Each entry in the block below needs to be copied out exactly.

- _Material supplied_:
━━━━━━━━━━━━━━━━━━━━━━━━━━━━━━

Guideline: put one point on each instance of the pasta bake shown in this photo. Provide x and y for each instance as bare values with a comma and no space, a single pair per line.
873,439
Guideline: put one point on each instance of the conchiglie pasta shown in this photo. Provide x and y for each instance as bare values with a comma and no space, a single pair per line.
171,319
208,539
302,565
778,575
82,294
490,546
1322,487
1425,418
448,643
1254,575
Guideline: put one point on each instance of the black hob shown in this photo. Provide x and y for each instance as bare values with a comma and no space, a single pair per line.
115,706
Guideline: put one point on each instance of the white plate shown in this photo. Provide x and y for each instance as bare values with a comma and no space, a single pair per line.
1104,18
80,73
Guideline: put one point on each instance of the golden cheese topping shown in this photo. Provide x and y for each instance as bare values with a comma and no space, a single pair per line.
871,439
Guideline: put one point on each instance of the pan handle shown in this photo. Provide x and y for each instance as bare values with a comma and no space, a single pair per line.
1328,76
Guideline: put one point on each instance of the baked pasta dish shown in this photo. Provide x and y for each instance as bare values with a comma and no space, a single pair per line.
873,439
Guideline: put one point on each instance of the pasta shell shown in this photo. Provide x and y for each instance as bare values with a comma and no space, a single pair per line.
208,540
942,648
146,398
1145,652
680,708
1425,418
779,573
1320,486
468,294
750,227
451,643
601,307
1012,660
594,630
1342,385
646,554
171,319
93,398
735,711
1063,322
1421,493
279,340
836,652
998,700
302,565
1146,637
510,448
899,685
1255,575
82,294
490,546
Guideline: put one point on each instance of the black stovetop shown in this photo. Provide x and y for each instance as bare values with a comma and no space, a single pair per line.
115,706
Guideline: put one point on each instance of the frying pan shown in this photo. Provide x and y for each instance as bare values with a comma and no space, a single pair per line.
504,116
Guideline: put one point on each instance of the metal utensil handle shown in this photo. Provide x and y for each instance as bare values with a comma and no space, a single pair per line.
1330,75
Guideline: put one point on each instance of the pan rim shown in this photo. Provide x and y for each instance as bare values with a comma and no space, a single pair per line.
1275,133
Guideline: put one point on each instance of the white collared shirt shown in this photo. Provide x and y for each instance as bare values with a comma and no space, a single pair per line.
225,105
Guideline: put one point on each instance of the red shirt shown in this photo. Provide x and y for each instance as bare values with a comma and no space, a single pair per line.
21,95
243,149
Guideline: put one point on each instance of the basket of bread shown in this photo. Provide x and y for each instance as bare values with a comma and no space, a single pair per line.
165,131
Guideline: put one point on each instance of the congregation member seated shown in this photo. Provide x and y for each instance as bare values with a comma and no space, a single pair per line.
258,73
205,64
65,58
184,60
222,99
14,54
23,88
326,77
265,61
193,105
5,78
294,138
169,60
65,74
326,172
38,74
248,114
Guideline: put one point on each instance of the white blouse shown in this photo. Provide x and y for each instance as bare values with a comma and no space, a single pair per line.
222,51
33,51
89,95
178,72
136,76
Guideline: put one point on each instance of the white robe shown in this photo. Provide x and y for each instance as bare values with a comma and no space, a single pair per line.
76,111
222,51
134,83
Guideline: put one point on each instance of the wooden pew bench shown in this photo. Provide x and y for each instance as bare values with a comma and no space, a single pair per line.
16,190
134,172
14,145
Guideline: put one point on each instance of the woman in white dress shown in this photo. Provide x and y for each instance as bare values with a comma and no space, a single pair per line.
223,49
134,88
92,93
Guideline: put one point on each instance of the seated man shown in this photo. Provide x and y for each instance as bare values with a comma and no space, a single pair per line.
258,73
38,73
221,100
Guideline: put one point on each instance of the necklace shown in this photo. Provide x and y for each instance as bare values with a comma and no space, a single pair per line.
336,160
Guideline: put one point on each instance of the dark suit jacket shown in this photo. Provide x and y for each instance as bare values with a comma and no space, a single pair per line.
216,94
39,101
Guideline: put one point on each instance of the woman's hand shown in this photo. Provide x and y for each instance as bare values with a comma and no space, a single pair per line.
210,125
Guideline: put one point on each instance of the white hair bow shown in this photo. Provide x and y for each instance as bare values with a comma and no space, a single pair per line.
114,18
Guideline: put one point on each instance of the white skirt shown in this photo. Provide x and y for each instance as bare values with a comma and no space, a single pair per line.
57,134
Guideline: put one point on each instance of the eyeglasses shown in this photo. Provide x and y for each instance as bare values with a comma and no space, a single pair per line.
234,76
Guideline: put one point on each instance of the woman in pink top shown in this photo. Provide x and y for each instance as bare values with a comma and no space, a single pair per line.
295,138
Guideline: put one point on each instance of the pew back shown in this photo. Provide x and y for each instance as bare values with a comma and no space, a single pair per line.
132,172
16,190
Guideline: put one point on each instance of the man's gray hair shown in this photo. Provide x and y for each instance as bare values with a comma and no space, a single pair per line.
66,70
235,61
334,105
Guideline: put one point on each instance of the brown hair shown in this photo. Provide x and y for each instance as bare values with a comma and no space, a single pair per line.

━━━━━━━━━━━━━━━━━━━━━━━━━━━━━━

- _Solution to this problem_:
Guideline: put one point on each instance of the pasta bake shown in this photo. Provide x and y for each instance as bare values with a comma and no space, a single pair per line.
873,439
Guideline: put one point on each instance of the conchiglie pasta shown in this photo. Provide x and y for each instance as bare values with a comma and no space, a single pair per line.
171,319
208,539
302,565
778,575
82,294
490,546
1322,487
1425,418
448,643
1254,575
Guideline: put one point on each instance of the black hob shown in this photo. Provide x and y for each instance as bare values with a comma and no space, a single pair per line.
115,706
Guideline: put one point on each instance of the white plate shown in this photo. Provide x and y for each instance as bare values with a comma and no space, a single pair per line.
1104,18
80,73
Guideline: put one point on each instance of the golden cheese topping shown in this photo. Provide x and y for each instance as bare values with a comma and no space, a single pair per line.
871,439
Guideline: put one point on each instance of the pan handle shown in this photo. Provide x and y for each instance as bare values with a comma and no space, a single pair per line.
1328,76
Guideline: put one point on each instance of the baked pasta dish shown in this photo. Provide x and y for each instance as bare values with a comma and no space, a single pair per line.
873,439
Guideline: put one point on each instance of the pasta shell shown in this photo. Provide x and y for each instance as bare values with a comma and no space, a single pair per line.
208,540
942,648
146,398
1145,652
680,708
1425,418
779,573
1320,486
468,294
750,227
451,643
601,307
1012,660
594,630
1342,385
646,554
171,319
93,398
735,711
1063,322
1421,493
279,340
836,652
998,700
302,565
1146,637
510,448
899,685
1255,575
82,294
490,546
Guideline: put one point on each instance of the black stovetop shown in this photo. Provide x and y for each instance as bare values with a comma and no space, a single pair per line.
115,706
Guideline: put one point on each instance of the frying pan shown in this photo. Provide x and y for each instance as bare values with a comma and no space, a single pair per line.
504,116
Guideline: put one point on each instance of the metal utensil handle shown in this photo. Provide x and y for each instance as bare values with a comma and no space, a single pair per line.
1330,75
Guideline: put one point on each instance of the pan rim shown in this photo. Provide x and y for each instance as bare values with a comma and no space, a single pair per line.
1275,133
Guideline: put one point on each instance of the white collared shirt shown in this photo. Provide x and y for each instance as bare values with a comma and no space, a single pair per line.
225,105
Guideline: put one point on each instance of the red shirt shown in this photo. Provide x and y for each instance as bare values with a comma and no space, a single pair per line.
21,95
243,149
Guideline: put one point on each instance of the basket of bread shown in this photo. Provide x and y for each instance as bare values with a comma and no space, a single pair per line.
165,131
Guideline: put one point on each instance of the congregation member seated shown in this photo. Provide x and y for each instance as bare values with a comma and no space, a single pair per line.
258,73
205,64
65,58
184,60
222,99
14,54
23,88
326,77
265,61
193,105
5,78
294,138
169,60
65,74
326,172
38,74
248,114
Guideline: put one point on each instance of the white blouse shown in this photo. Provide x and y for each instance as bare values with a comma and no space, a single pair per line.
222,51
33,51
89,95
178,72
136,76
Guideline: put one point on each instance of the white robe shown in this photo. Provide x and y for each instance as bare values with a comma and no space, a single pair per line.
76,111
222,51
134,83
Guideline: put one point on each instance of the wooden pew bench shown in this photo. Provide x and y for each instance as bare values with a comma and no space, a single pair per line.
16,190
134,172
14,145
Guideline: put one point on each instance of the woman in white dress shown in this photo. Provide x and y for each instance as bare values with a comma and no space, a single pair per line.
223,49
134,88
92,93
Guideline: put one point on each instance of the seated man shown in this photo. Provide x and y for each instance as bare values with a comma and no space, a single pair per line.
258,73
38,73
221,100
Guideline: put one point on each instance of the necklace shown in this photo. Provide x and y for each instance as bare values with a comma and no space, a single pair per line.
336,160
Guideline: put one point on each instance of the dark suit jacket shown in this photo. Provide x and y for each instance as bare values with a comma and no space, a single pair per line.
216,94
39,101
Guideline: put one point on each instance of the woman's hand shown in this photo. Provide x and y for each instance as bare values with a comma and no space, a single pair per line.
210,125
Guideline: put one point on each instance of the white hair bow shown in this photo. Provide x and y for each instance as bare values with a comma and no space, a single pair per line.
114,18
Guideline: put one point on each instance of the white skirt shown in this photo. Provide x and y for each instance as bare values with a comma and no space, a single pair per line.
57,134
Guideline: put one point on each instance of the eyeglasses shown in this photo. Provide x and y for each instance as bare values with a comma and no space, a single pair per line.
234,76
Guideline: put one point on each instance of the woman in pink top shown in this photo. Provide x and y for each instance as bare values with a comma and no space, a single pair per line.
295,138
Guideline: put one point on each instance of the pew back shown in this photo. Provide x and y for each instance as bare values with a comma and no space, a single pair per line.
132,172
16,190
Guideline: put one point on each instance of the man's gray hair shown in this photo. Provide x and y for each instance as bare values with a comma and no space, a single pair per line.
66,70
235,61
334,105
Guideline: put one point on each instance of the brown hair shown in this photo. Provide x and y for each instance as bare values with a comma and no space, a single pair per line.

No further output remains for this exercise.